> Goal
Exactly reproduce the lines from the line containing "Could you point at the passenger" to the end of the data below, inclusive, and nothing else.

═══ Provided data

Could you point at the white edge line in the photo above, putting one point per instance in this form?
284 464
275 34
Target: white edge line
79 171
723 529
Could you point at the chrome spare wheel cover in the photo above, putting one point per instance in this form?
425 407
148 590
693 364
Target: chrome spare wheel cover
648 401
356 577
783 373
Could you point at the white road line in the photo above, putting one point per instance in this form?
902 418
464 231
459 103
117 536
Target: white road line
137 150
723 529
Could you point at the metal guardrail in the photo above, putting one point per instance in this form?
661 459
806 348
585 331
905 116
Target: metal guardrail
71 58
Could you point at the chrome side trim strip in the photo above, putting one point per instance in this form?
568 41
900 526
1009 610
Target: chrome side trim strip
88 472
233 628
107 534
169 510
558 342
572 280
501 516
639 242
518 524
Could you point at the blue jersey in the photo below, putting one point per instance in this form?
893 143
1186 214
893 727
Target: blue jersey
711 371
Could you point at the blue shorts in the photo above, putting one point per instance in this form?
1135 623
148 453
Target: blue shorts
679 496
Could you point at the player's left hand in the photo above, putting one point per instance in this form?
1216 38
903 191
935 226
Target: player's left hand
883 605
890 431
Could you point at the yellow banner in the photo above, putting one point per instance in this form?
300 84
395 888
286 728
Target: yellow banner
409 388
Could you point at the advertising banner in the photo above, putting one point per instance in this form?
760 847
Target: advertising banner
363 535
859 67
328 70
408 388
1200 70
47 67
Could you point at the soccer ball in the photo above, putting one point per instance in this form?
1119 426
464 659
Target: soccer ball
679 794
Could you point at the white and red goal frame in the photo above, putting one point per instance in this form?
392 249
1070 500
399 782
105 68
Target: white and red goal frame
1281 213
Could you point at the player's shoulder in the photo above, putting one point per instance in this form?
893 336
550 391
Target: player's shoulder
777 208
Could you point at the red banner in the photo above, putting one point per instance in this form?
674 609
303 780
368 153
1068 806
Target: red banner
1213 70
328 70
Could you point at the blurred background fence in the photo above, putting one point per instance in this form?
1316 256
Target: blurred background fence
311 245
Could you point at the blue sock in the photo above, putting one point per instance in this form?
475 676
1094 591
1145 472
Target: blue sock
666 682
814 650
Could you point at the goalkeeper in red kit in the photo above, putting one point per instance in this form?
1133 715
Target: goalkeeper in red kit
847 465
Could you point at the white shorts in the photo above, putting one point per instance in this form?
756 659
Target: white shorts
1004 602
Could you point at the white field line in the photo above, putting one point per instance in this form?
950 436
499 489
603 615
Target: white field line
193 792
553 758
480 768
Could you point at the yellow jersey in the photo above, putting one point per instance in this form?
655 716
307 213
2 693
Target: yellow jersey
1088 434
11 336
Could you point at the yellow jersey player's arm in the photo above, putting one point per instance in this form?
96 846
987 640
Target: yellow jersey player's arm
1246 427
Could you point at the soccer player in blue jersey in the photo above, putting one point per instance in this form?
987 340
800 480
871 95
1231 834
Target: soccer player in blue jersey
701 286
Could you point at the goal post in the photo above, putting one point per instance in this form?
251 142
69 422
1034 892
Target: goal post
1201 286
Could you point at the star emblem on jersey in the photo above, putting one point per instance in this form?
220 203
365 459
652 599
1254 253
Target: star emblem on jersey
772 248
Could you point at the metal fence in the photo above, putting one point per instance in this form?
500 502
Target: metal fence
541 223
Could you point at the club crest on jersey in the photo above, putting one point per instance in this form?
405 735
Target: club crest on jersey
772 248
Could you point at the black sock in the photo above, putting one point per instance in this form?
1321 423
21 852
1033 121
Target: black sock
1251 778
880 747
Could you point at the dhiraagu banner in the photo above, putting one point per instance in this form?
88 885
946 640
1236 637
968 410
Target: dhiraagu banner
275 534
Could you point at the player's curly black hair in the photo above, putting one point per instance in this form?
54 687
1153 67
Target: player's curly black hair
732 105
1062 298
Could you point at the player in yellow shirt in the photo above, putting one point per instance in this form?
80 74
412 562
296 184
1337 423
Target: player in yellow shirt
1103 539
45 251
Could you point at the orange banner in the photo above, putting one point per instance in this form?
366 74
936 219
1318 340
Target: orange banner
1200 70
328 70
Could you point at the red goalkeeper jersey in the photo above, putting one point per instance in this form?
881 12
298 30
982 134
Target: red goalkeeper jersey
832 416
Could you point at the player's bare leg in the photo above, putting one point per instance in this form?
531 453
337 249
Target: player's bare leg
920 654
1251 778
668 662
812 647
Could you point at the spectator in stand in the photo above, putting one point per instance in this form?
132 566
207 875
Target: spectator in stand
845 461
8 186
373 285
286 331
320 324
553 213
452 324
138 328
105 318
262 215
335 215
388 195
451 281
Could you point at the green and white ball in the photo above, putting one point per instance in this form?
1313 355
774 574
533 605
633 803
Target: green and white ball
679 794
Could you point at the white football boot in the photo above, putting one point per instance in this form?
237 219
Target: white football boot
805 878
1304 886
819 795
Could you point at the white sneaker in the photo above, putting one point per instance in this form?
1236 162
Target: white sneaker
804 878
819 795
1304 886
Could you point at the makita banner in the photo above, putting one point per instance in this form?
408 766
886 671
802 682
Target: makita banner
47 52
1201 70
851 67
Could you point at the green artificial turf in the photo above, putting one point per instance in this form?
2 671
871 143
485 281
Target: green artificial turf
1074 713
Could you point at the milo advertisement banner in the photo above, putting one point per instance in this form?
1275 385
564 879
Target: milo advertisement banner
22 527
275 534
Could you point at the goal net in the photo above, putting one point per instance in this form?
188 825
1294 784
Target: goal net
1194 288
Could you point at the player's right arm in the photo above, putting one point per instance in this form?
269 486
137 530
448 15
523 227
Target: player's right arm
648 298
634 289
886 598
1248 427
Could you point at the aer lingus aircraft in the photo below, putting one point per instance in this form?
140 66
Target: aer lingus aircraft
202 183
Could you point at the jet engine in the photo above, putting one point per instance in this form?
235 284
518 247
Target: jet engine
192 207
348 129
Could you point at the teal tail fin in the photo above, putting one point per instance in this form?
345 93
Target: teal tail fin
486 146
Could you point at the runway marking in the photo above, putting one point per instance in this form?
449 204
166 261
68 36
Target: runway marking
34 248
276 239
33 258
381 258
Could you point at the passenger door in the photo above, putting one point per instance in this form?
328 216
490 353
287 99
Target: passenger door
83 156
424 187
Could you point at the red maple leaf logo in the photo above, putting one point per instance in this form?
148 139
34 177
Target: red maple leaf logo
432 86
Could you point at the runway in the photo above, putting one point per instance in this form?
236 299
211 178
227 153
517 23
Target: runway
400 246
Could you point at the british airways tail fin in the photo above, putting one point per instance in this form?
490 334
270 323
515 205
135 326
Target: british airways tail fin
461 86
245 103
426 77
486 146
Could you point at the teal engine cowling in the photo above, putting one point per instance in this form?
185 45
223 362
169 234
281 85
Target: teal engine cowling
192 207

══════

> Solution to the exercise
Could you point at the passenger door in the photo above, putting one point per instance in this form?
328 216
490 353
287 99
Target: passenger door
83 156
424 187
Could you point at the red maple leaf logo in the photo above, putting one point per instance in this form?
148 139
34 177
Target: red maple leaf logo
432 86
Could you point at the runway in the photo above, putting one point per instance in this form?
236 299
211 178
227 153
517 23
Target: runway
400 246
Could you point at the british airways tail fin in the photo above, putting one point per instance in this form?
490 334
270 323
515 205
135 326
Target: british airways tail fin
461 86
245 103
426 77
486 146
Could you point at the teal engine cowling in the photo above, putting one point per instance in this form?
185 45
223 362
169 234
281 85
Target: teal engine cowling
192 207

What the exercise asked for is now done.